SET EXERCISE
Pick out every line of the material below that contains the string "outline", and note that case counts.

INPUT FOR THIS TASK
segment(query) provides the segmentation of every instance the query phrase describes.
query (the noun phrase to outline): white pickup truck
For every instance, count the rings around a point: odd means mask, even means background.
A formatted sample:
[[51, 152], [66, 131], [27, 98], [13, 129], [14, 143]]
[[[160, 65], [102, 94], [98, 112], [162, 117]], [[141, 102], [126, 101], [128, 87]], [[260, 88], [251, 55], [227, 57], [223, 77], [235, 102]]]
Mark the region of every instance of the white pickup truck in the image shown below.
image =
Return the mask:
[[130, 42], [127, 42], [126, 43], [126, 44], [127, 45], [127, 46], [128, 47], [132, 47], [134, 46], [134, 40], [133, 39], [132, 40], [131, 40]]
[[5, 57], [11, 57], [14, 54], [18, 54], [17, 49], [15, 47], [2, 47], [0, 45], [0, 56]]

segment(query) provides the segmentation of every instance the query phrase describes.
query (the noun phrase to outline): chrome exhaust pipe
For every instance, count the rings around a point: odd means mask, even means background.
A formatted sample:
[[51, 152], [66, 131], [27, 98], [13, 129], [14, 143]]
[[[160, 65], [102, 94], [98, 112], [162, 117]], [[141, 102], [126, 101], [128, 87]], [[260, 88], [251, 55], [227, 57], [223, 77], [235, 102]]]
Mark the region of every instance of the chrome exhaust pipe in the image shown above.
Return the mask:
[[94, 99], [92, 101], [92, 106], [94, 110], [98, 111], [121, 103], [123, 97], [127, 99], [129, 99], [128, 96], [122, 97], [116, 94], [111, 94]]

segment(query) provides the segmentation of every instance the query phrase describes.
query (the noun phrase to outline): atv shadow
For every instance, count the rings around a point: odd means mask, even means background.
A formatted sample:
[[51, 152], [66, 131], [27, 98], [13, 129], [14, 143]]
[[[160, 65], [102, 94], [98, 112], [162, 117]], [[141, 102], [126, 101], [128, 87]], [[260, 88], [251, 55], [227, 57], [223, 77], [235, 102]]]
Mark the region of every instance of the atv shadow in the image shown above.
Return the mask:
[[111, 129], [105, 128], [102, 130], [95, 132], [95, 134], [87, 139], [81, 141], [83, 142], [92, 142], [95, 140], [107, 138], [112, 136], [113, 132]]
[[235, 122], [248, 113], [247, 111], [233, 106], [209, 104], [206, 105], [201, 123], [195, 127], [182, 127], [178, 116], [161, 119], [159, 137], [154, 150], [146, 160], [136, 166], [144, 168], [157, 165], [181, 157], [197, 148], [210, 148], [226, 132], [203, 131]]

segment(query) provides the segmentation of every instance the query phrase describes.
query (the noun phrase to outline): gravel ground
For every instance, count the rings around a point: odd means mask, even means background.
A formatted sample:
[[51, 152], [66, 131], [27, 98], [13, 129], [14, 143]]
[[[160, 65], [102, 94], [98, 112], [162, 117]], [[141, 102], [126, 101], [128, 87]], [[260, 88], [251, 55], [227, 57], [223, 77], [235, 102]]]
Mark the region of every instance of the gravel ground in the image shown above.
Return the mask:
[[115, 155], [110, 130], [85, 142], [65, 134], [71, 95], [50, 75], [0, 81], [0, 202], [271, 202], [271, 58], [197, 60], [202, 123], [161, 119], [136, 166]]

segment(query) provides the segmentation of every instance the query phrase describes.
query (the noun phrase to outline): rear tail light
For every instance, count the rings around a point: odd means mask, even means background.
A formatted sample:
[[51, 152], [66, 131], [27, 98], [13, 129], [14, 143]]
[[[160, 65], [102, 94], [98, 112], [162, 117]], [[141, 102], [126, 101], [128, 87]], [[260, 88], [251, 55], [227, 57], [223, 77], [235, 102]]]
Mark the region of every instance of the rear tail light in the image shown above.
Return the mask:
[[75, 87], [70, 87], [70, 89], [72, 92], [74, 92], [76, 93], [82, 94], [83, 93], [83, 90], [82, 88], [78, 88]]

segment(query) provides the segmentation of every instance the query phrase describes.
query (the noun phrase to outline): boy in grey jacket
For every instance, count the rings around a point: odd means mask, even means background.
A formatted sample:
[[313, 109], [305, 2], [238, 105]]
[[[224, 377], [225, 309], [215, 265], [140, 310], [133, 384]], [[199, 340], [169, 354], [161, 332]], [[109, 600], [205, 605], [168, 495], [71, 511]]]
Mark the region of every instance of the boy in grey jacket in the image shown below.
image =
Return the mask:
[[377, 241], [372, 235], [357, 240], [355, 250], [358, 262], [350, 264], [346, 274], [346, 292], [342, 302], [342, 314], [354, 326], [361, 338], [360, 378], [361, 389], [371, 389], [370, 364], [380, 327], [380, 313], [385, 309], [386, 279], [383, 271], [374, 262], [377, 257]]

EXERCISE ANSWER
query (the noun phrase to outline): white pickup truck
query (the noun phrase to outline): chrome exhaust pipe
query (the noun phrase to outline): atv shadow
query (the noun phrase to outline): gravel ground
query (the noun phrase to outline): rear tail light
query (the noun phrase to outline): boy in grey jacket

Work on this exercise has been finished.